---- The input
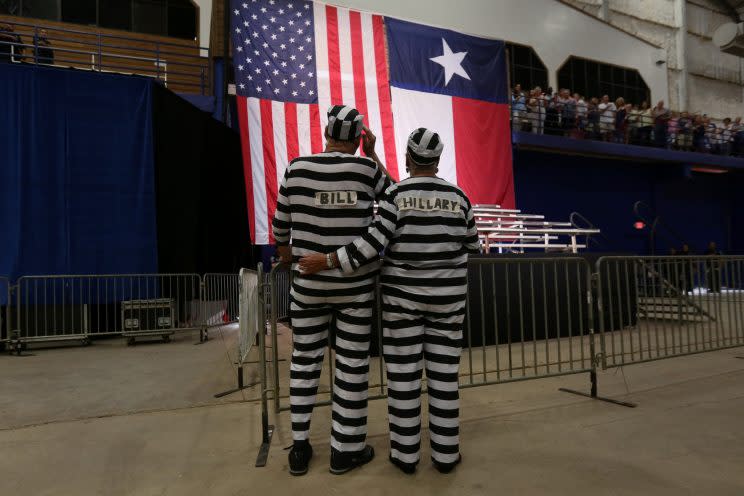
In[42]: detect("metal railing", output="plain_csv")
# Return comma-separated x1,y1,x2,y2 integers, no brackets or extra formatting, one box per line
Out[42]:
0,276,12,351
596,256,744,369
0,20,212,95
202,273,241,341
263,257,596,413
10,274,202,349
251,256,744,464
511,104,744,156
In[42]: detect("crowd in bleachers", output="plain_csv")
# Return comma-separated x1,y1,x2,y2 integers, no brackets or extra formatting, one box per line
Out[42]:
511,84,744,156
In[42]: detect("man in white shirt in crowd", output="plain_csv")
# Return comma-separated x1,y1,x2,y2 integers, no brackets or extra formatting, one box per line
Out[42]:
574,93,589,131
598,95,617,141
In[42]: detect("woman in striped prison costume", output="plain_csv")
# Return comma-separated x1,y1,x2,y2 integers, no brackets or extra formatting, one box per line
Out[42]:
273,105,390,475
300,128,480,473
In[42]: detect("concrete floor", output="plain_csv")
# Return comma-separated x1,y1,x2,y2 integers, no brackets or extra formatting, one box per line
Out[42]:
0,328,744,495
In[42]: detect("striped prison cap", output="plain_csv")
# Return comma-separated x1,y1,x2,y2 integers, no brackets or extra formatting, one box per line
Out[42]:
408,127,444,165
328,105,364,141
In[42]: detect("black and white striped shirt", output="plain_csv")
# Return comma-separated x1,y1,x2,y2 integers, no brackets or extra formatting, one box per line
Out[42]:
336,177,480,298
272,152,390,296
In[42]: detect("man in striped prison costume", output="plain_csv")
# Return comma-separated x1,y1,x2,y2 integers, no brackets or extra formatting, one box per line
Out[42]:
300,128,480,473
273,105,390,475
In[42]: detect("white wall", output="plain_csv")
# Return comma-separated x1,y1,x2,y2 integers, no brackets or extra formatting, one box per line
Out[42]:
191,0,212,53
327,0,669,101
562,0,744,119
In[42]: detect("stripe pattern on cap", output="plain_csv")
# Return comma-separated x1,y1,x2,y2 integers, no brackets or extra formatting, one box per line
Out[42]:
328,105,364,141
408,127,444,165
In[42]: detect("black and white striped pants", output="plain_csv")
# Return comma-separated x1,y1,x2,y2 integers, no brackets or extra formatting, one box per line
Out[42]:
--------
Copy out the listing above word for word, leaving out the pictures.

In[42]: detect("metal railing", output="plain_csv")
# Return comma-separated x1,y1,x2,y2 integers, no brackets or extra formatting, one box per line
Out[42]:
0,276,12,351
596,256,744,369
0,20,212,95
202,273,241,341
263,257,596,413
10,274,202,349
251,256,744,464
511,104,744,156
In[42]: detect("crowd in bleachers", output="plain_csv")
# Return comma-separated x1,y1,x2,y2 integers, no brackets or extra formatting, one box per line
Out[42]:
511,84,744,156
In[42]: detect("man in white shirt in crowd", output="plain_csv")
# Return comma-separated x1,y1,x2,y2 integers, no brackets or extra formatting, one box per line
Out[42]:
574,93,589,131
598,95,617,141
In[42]: detect("woman in striped prison costume", output="plain_csv")
# Return comma-separated x1,y1,x2,y2 integers, no brackets or extra formatting, one box per line
Out[42]:
273,105,390,475
300,128,480,473
In[42]: detect("concrete floor", output="plain_csv")
# Return comma-separated x1,y1,x2,y2 integers, no brackets or extra formatting, one box per line
Out[42]:
0,328,744,495
In[42]: detect("striped prison cap", output="plain_csv")
# Return comma-separated x1,y1,x2,y2 integers, no brackets or extra formatting, one box per line
Out[42]:
408,127,444,165
328,105,364,141
In[42]: detect("black and white striped shirt", output="plain_csv")
# Return comma-separated x1,y1,x2,y2 integers, no brackets or extra formatting, one box per line
Out[42]:
336,177,480,298
272,152,390,296
In[42]: detect("man in striped prison costume", output="plain_csv")
# Return comma-separated x1,y1,x2,y2 integers, no brackets or extra formatting, one box per line
Out[42]:
300,128,480,473
273,105,390,475
In[42]: detect("white wall", output="plain_csv")
# Return comma-separated x1,y1,x2,y2 integers, no brackets or extra formatting, one box per line
Out[42]:
191,0,212,53
327,0,669,101
562,0,744,119
In[42]: detect("stripe pattern on cap", output="plain_csv")
# Return comma-separated x1,y1,x2,y2 integers, no brackets or extra formatting, one box per line
Out[42]:
328,105,364,141
408,127,444,165
In[42]: detect("black and white striped pants", output="plain_csv")
# Return comma-separated x1,y1,x2,y2 integers, no brackets or extra formatting, one box per line
Out[42]:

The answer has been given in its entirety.